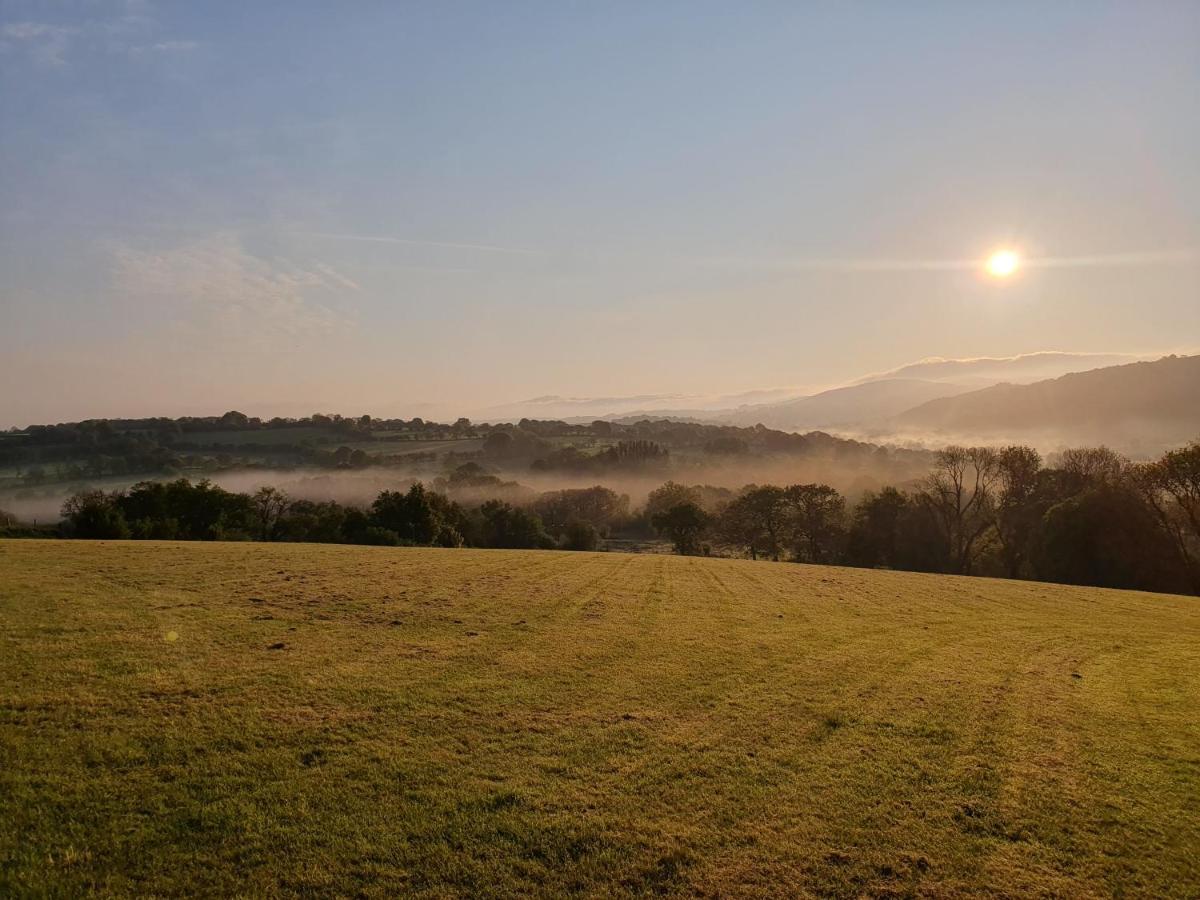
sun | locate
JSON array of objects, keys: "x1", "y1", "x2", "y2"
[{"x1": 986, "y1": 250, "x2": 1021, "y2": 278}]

- - -

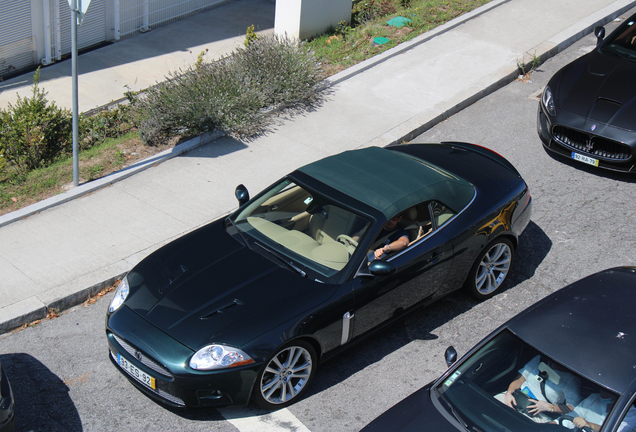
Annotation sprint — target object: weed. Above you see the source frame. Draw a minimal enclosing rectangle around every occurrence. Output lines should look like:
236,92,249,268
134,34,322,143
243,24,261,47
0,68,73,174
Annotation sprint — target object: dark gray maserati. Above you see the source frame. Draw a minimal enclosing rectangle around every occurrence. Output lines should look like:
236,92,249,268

- - -

Copy the lines from the one containing "Annotation sprint — target object: weed." through the one containing "0,68,73,174", both included, and replace "source frame" with "original frame". Change nothing else and give only those lines.

Annotation sprint — target object: weed. Above you see the original frame. Draw a minimal enclosing rectangle around every occurrence. Output lines should look like:
236,92,249,268
134,34,322,143
243,24,261,47
0,68,73,174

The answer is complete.